WHAT NEEDS TO BE DONE
Arrange the lines below as a numbered list, skipping any blank lines. Leave the pictures out of your answer.
* START GIVEN DATA *
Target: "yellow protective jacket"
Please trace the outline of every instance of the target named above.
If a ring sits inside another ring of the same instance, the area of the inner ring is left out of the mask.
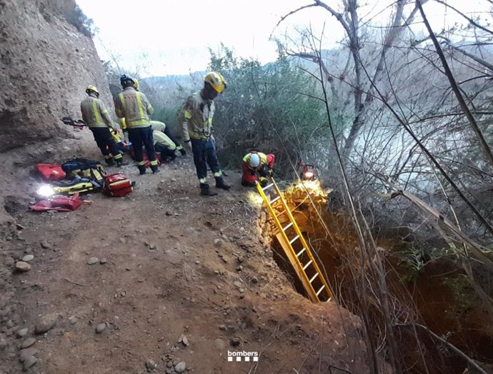
[[[178,118],[185,141],[210,138],[214,110],[214,101],[204,100],[201,92],[195,92],[186,99]]]
[[[166,136],[165,133],[159,131],[152,131],[152,138],[154,139],[154,146],[159,145],[167,148],[170,151],[174,151],[176,149],[176,146],[173,143],[173,141]]]
[[[153,131],[161,131],[164,133],[166,130],[166,125],[164,122],[160,122],[159,121],[151,121],[151,128]]]
[[[147,97],[134,87],[126,87],[115,98],[115,113],[119,118],[125,118],[128,128],[150,126],[153,111]]]
[[[88,96],[81,102],[82,119],[89,127],[113,127],[113,121],[103,102],[94,96]]]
* END GIVEN DATA *
CORRECT RESPONSE
1. Target: "yellow protective jacket"
2. Please trace the outline of every instance of the target named above.
3. If a ring sits inside another ring of the same instance, the area of the inner ring is left out of the mask.
4. [[[178,118],[185,141],[210,138],[214,110],[214,101],[204,100],[201,92],[195,92],[186,99]]]
5. [[[166,136],[165,133],[159,131],[152,131],[152,138],[154,139],[154,146],[159,145],[167,148],[170,151],[174,151],[176,149],[176,146],[173,143],[173,141]]]
6. [[[153,131],[161,131],[164,133],[166,130],[166,125],[164,122],[160,122],[159,121],[151,121],[151,128]]]
7. [[[147,97],[134,87],[126,87],[115,98],[115,113],[119,118],[125,118],[128,128],[150,126],[153,111]]]
8. [[[88,96],[81,102],[82,119],[89,127],[113,127],[113,121],[103,102],[94,96]]]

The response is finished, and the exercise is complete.